Reproduce every line of the material below word for word, leaving nothing out.

A run of records:
--
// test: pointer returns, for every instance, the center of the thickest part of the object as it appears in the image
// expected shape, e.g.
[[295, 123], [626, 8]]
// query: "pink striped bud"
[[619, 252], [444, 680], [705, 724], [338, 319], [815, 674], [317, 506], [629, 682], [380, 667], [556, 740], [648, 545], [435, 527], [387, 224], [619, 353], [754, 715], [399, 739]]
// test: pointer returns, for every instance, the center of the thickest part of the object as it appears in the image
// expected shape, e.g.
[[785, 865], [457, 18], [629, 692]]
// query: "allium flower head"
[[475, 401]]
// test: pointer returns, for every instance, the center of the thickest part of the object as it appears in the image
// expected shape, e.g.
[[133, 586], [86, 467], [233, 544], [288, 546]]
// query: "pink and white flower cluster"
--
*THE COMPLETED TASK*:
// test: pointer returns, for every instance, the center of the thickest part of the object as it appears in the image
// expected shape, e.g.
[[295, 123], [626, 8]]
// query: "pink striped bud"
[[619, 252], [444, 680], [705, 724], [338, 319], [815, 674], [317, 506], [629, 682], [380, 667], [556, 740], [648, 545], [435, 527], [387, 224], [619, 353], [754, 715], [399, 739]]
// test: pointer returns, for every instance, the center of the thickest part of the object as it appears in the image
// expected shape, e.g.
[[785, 865], [457, 18], [629, 692]]
// query: "allium flower head"
[[475, 401]]
// test: pointer returns, for every instance, the center of the thickest part of the object as it appears in the image
// expected shape, e.g.
[[133, 586], [86, 467], [233, 544], [288, 546]]
// query: "pink and white flower cluster"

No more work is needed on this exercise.